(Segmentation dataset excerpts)
◇ ◇ ◇

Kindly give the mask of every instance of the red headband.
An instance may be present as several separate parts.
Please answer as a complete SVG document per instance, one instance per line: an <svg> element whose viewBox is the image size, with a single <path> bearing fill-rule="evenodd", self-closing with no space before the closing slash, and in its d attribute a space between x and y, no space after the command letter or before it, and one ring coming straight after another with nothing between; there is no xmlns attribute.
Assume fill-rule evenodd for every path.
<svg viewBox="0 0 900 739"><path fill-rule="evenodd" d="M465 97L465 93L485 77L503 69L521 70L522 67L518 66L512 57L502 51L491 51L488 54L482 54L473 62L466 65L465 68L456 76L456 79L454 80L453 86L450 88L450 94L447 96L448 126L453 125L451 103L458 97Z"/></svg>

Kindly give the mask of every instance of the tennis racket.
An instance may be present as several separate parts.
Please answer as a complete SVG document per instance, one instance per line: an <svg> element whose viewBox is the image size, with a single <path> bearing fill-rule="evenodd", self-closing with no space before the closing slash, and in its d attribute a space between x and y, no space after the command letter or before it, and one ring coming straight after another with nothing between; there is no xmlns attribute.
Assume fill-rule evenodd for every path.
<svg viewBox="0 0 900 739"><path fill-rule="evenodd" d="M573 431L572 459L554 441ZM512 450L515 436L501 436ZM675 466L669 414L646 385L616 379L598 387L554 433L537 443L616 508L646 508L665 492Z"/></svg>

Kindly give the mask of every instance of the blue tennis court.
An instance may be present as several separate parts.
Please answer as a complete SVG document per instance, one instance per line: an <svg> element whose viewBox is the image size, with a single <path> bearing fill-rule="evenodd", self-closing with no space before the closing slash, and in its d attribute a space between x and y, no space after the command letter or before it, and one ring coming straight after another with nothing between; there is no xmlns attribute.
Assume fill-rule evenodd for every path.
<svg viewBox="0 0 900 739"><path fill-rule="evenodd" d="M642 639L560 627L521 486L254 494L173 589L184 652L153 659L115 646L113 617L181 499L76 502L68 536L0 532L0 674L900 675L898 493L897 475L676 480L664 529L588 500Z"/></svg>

◇ ◇ ◇

DIRECTIONS
In the records, take the lines from the one containing "Kindly give the mask of every instance of the tennis" up to and including the one containing "431L572 459L554 441ZM512". Output only those lines, changing "separate parts" to "disjoint pieces" and leaving everything else unchanged.

RESPONSE
Kindly give the mask of every instance of the tennis racket.
An instance may be present as several disjoint pieces.
Please answer as a complete SVG document per instance, one instance per line: an <svg> element whose viewBox is the image size, with a single <path> bearing fill-rule="evenodd", self-closing with no space before the closing slash, and in its d attribute a space between x and y, no space after the command letter or before it, and one ring coming straight after another with nothing between; there is no xmlns attribute.
Assume fill-rule evenodd for every path.
<svg viewBox="0 0 900 739"><path fill-rule="evenodd" d="M573 431L572 459L554 441ZM512 450L515 436L501 436ZM675 466L669 414L646 385L616 379L598 387L554 433L537 443L616 508L646 508L665 492Z"/></svg>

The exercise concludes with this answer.